ЗАДАНИЯ К УПРАЖНЕНИЮ
A: Перепишите из текста о пьесе Сухово-Кобылина отрывок, начиная со слов «Дух творческого соревнования, сказали» и до слов «понимание этих основ.» включительно.
B: Ответьте по тексту о пьесе Сухово-Кобылина на вопросы:
(i) Кому в пьесе поручено показать самые основы производства?
(ii) Кто читает письмо к Муромскому?
(iii) С кем, по словам текста, Кречинский делится знанием, усвоенным самим Сухово-Кобылиным?
C: Почему, согласно тексту о пьесе Сухово-Кобылина, Нелькин начинает читать письмо равнодушным голосом, а потом читает живо и с ударением? Ответьте в одном–трех предложениях.

ПРЕДЛОЖЕННЫЙ ТЕКСТ
Дух творческого соревнования, сказали бы мы — опять же о нынешней пьесе.
Естественно, чтоб показать возможности этого духа, надобно показать тело, в котором он обитает, определить поле его творческой деятельности, начать с самых основ производства. Это поручено в пьесе Михайле Васильевичу Кречинскому, который сам, как мы знаем, на сцене не появится, но из-за нее донесет до нас свое тонкое и основательное понимание этих основ.
«Милостивый государь Петр Константинович!.. — будет читать его письмо к Муромскому кстати появившийся Нелькин; читать, сказано у Сухово-Кобылина, «сначала равнодушным голосом», потому что ему крепко не хочется, хоть и заглазно, иметь дело с ненавистным соперником, «но потом живо и с ударением», ибо есть от чего оживиться. — Милостивый государь Петр Константинович! — Самая крайняя нужда заставляет меня писать к вам. Нужда эта не моя, а ваша — и потому я пишу. С вас хотят взять взятку — дайте; последствия вашего отказа могут быть жестоки. Вы хорошо не знаете ни этой взятки, ни как ее берут; так позвольте, я это вам поясню…»
Я… Замечали не раз, что Александр Васильевич для Михайлы Васильевича, который почти во всем ему не чета, тем не менее не пожалел некоторых своих черточек; но вот единственный случай, когда Кречинский уж точно делится с Муромским тем знанием, что горько далось и капитально усвоилось самим Сухово-Кобылиным.

ИСХОДНЫЕ ДАННЫЕ
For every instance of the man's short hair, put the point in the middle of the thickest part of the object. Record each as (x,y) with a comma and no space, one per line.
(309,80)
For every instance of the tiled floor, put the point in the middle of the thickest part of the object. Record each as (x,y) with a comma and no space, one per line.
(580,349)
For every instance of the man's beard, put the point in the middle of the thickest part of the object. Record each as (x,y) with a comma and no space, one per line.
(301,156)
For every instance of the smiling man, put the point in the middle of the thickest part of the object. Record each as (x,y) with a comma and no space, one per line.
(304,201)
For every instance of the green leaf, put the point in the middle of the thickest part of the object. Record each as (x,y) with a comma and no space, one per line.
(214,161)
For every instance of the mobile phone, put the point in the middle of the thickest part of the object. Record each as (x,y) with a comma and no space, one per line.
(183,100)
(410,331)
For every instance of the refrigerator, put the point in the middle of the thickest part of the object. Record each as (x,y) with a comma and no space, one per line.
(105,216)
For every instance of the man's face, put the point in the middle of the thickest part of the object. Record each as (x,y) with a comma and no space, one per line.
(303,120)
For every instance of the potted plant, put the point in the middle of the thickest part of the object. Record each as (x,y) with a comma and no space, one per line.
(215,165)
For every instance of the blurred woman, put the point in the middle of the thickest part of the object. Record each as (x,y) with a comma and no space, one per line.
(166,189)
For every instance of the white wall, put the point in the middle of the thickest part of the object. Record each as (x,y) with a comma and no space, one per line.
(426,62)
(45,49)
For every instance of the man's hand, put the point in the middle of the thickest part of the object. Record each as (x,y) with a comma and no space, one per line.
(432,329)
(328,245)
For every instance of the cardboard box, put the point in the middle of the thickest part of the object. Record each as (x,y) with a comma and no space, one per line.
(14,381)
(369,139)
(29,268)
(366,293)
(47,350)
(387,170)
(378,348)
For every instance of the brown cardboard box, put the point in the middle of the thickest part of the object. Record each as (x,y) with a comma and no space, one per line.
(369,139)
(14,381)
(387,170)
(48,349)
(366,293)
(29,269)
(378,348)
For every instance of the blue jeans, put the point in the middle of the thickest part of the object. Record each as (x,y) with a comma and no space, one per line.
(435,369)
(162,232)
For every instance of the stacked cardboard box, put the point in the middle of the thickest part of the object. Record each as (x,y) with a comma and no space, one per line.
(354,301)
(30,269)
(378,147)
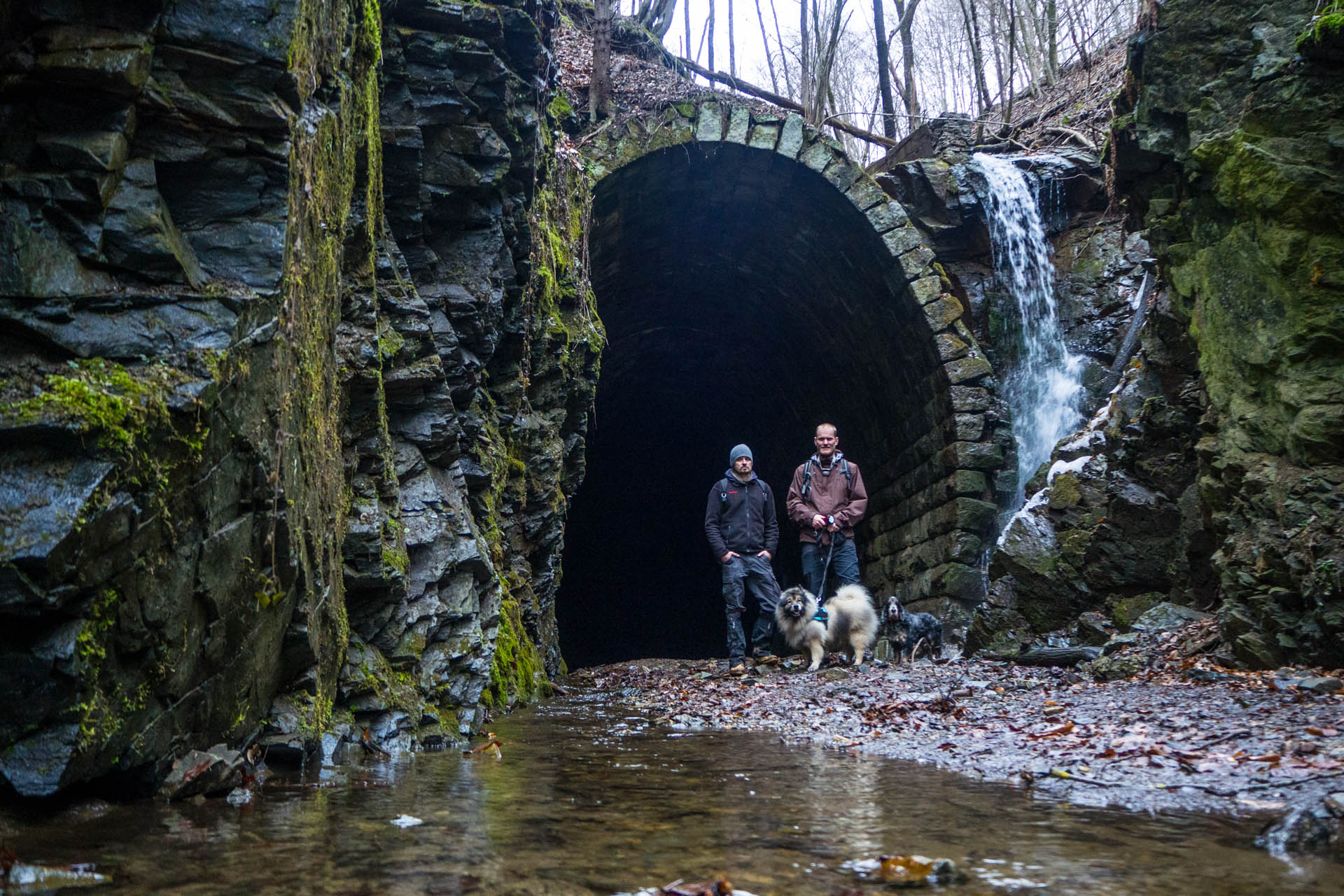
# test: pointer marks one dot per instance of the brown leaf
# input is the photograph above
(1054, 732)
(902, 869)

...

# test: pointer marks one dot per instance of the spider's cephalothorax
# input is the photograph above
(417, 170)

ОТВЕТЫ ПО ПОРЯДКУ
A:
Дух творческого соревнования, сказали бы мы — опять же о нынешней пьесе.
Естественно, чтоб показать возможности этого духа, надобно показать тело, в котором он обитает, определить поле его творческой деятельности, начать с самых основ производства. Это поручено в пьесе Михайле Васильевичу Кречинскому, который сам, как мы знаем, на сцене не появится, но из-за нее донесет до нас свое тонкое и основательное понимание этих основ.

B:
(i) Михайле Васильевичу Кречинскому.
(ii) Нелькин.
(iii) С Муромским.

C: Сначала он читает равнодушно, потому что ему крепко не хочется даже заглазно иметь дело с ненавистным соперником. Затем он читает живо и с ударением, потому что в письме есть от чего оживиться.